• **Aufgaben**:
1. Gib den Abschnitt der Forumsdiskussion über das neue Logo zwischen „## Mothman (24.“ und „Mitgliedern zur Verfügung.“, beide eingeschlossen, wortgetreu wieder.
2. Welchen Spruch zitiert golani79 in der Forumsdiskussion über das neue Logo?

Aber je, das Logo ist ja mal echt ... 

...

_scheiße _

Also mal ernsthaft, ist heute in Washington der Tag, der bei uns der 1. April? Und auch wenn bei vielen einfachen Bildern und Motiven die genialität im Detail liegt muss man hier doch schon sagen:"Also, DAS hätte ich auch noch hinbekommen"


----------



## sauerlandboy79 (24. August 2012)

Enisra schrieb:


> hmmm
> jeder der das Muster in den Windowsveröffentlichungen kennt?
> 
> Aber je, das Logo ist ja mal echt ...
> ...


Ich wette die haben dieses Kunstwerk von irgendeinem Grundschüler geklaut. Die Familie dieses Kindes steht finanziell auf schwachem Posten, und so können sie gegen Micro-Riese nicht gerichtlich vorgehen...


----------



## Enisra (24. August 2012)

sauerlandboy79 schrieb:


> Ich wette die haben dieses Kunstwerk von irgendeinem Grundschüler geklaut. Die Familie dieses Kindes steht finanziell auf schwachem Posten, und so können sie gegen Micro-Riese nicht gerichtlich vorgehen...


 
ich glaube ja da sind irgendwelche Designer von ihrem Dealer verarscht worden und der Dope war nur Petersilie


----------



## golani79 (24. August 2012)

Wie heißt es so schön? 

Keep it simple - keep it stupid!

Man wollte bei MS wahrscheinlich kein komplettes Redesign vom Logo - finde das neue jetzt nicht so schlecht. 
Entfernt sich nicht zu weit vom alten Logo und ist schön schlicht gehalten und die Font finde ich auch sehr passend.


----------



## sauerlandboy79 (24. August 2012)

Enisra schrieb:


> ich glaube ja da sind irgendwelche Designer von ihrem Dealer verarscht worden und der Dope war nur Petersilie


 Mit anderen Worten: Sie waren nicht high genug, um mal was wirklich Abstraktes zu kredenzen ?


----------



## Mothman (24. August 2012)

Den Vorschlag hatte ich fürs neue Windows eingereicht. Er wurde aber - knapp - abgelehnt:



			Dieser Inhalt steht nur eingeloggten Mitgliedern zur Verfügung.


----------



## Odin333 (24. August 2012)

Enisra schrieb:


> Und auch wenn bei vielen einfachen Bildern und Motiven die genialität im Detail liegt muss man hier doch schon sagen:"Also, DAS hätte ich auch noch hinbekommen"

• **Einträge**:
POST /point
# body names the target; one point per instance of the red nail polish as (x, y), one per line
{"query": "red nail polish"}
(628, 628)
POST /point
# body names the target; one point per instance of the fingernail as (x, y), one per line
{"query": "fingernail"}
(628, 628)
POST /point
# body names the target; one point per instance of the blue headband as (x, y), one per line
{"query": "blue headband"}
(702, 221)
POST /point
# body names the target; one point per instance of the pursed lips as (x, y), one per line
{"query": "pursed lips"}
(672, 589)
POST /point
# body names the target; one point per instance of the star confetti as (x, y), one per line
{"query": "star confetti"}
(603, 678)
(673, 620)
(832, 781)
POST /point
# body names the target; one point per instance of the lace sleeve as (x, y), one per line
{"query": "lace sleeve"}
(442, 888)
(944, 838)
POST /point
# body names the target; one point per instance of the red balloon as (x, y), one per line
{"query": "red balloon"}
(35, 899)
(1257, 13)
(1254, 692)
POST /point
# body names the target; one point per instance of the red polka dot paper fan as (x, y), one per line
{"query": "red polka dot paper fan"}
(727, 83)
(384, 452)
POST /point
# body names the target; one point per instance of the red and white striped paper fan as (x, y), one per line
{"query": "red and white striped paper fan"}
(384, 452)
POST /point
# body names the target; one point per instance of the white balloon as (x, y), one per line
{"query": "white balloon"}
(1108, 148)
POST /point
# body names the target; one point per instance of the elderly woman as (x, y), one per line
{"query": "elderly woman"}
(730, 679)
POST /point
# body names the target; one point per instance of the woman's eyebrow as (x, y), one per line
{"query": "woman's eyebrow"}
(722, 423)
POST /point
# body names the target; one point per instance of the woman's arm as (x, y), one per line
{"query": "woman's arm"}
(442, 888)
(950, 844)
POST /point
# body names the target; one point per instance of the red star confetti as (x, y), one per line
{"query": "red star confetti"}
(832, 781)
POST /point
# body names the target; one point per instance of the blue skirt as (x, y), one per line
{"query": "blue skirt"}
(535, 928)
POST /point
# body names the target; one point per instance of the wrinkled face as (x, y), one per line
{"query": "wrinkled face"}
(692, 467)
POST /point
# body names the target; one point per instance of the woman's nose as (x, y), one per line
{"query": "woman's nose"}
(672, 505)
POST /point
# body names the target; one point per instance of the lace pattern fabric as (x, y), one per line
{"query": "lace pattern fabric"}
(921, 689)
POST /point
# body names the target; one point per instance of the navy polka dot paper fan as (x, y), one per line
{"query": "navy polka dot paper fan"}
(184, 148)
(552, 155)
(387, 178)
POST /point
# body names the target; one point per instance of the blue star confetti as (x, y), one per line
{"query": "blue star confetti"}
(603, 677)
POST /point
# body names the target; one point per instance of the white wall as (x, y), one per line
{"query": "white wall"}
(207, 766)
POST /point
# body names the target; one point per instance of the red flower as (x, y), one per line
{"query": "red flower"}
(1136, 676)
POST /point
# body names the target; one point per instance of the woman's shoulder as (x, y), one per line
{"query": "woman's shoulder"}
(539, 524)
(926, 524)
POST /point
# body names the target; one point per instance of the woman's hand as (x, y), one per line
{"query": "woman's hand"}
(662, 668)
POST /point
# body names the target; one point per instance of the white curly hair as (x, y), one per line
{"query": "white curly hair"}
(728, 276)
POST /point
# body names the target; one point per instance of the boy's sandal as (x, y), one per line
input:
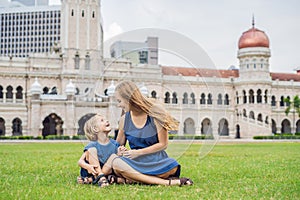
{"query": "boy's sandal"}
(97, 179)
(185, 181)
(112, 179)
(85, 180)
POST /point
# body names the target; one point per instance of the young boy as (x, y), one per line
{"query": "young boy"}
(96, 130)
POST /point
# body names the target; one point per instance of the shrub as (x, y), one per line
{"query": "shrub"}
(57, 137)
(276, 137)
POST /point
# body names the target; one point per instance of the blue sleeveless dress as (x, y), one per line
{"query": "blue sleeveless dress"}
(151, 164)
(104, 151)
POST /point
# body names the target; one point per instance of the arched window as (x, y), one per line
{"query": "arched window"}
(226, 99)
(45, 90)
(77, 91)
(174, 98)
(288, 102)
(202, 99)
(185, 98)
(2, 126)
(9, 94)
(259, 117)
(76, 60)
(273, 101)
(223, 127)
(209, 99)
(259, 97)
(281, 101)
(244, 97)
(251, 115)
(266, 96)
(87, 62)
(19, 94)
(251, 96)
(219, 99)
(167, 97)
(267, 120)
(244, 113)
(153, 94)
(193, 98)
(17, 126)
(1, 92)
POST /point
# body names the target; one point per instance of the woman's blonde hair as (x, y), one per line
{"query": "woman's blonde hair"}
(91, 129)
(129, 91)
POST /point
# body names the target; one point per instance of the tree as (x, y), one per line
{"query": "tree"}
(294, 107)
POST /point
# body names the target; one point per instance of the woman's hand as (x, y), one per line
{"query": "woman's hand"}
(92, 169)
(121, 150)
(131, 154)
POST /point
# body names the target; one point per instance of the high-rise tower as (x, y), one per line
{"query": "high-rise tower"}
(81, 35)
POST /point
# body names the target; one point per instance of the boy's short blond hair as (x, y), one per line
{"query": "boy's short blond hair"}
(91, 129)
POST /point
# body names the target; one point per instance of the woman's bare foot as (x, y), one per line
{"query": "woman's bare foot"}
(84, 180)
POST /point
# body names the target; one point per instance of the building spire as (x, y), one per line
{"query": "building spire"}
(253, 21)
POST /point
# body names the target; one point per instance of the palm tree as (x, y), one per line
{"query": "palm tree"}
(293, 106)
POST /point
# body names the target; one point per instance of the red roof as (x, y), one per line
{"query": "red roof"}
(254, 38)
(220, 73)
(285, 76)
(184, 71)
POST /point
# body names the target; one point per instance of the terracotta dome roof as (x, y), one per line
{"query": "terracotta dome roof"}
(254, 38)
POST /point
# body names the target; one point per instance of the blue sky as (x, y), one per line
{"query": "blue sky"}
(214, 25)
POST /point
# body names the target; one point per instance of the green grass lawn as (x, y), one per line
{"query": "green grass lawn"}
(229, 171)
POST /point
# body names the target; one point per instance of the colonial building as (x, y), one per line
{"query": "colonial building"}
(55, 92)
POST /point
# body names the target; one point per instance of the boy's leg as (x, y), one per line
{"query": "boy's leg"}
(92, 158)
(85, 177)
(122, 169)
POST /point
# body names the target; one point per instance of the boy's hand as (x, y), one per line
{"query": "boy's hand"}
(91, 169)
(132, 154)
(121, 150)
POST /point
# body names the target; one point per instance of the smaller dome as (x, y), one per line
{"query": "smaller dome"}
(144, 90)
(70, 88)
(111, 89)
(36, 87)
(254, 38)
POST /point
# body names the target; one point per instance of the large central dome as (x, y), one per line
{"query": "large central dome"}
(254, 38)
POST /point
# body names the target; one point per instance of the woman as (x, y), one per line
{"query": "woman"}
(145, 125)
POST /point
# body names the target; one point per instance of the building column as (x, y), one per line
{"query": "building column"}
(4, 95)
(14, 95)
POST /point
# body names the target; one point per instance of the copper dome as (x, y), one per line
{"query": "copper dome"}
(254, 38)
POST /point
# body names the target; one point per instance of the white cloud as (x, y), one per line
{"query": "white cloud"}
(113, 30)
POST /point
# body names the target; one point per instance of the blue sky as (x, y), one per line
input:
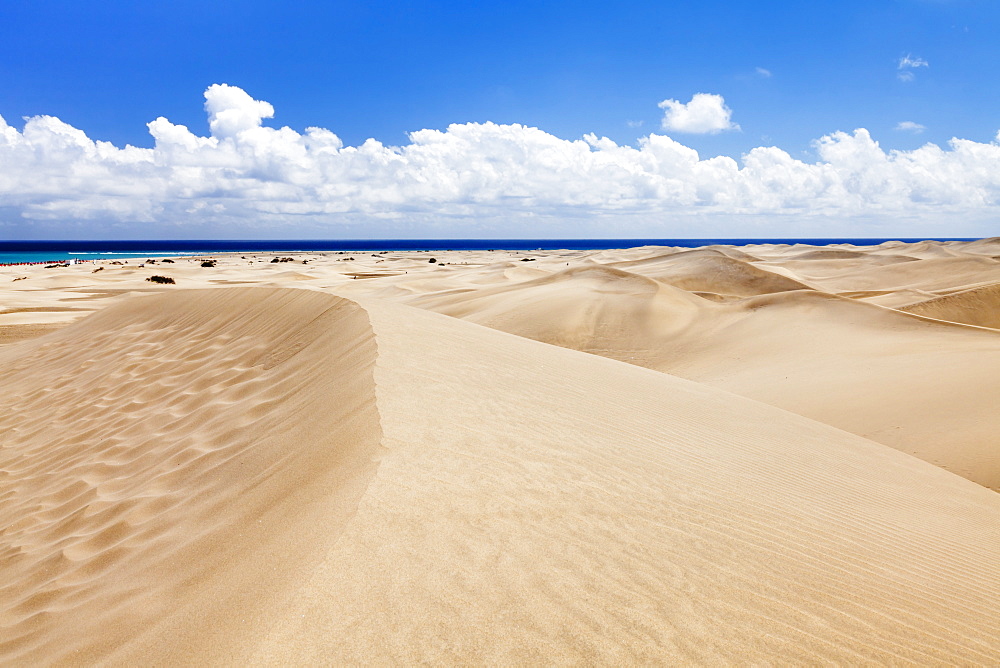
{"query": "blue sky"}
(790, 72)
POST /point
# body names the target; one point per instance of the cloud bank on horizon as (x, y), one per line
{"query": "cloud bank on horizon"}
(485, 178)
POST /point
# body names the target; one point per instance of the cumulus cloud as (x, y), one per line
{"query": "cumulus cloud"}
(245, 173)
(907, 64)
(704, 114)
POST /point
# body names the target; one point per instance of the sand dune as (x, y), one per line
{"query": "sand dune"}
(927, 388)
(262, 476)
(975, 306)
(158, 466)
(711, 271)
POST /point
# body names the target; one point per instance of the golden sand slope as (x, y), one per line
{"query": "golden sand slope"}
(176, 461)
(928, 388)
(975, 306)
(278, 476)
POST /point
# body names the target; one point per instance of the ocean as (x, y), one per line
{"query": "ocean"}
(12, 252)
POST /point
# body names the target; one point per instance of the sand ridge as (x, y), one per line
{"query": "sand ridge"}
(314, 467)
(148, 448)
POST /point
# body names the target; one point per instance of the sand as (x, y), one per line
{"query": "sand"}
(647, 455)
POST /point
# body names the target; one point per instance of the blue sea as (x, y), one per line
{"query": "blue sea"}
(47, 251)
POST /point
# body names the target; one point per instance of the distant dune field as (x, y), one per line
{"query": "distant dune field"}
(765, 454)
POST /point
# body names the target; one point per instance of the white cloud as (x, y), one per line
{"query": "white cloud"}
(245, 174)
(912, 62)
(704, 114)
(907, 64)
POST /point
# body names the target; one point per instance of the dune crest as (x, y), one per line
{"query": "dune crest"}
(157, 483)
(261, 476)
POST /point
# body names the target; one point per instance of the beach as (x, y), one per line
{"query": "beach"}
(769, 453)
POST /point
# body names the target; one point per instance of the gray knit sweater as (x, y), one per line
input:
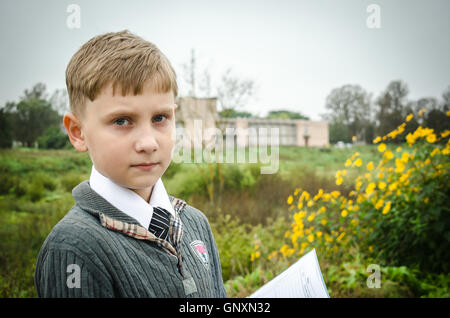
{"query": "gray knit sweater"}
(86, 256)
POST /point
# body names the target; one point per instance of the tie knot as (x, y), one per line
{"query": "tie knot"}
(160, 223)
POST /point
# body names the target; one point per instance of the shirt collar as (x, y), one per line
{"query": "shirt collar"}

• **Lösungen**:
1.
## Mothman (24. August 2012)

Den Vorschlag hatte ich fürs neue Windows eingereicht. Er wurde aber - knapp - abgelehnt:



			Dieser Inhalt steht nur eingeloggten Mitgliedern zur Verfügung.

2. Keep it simple - keep it stupid!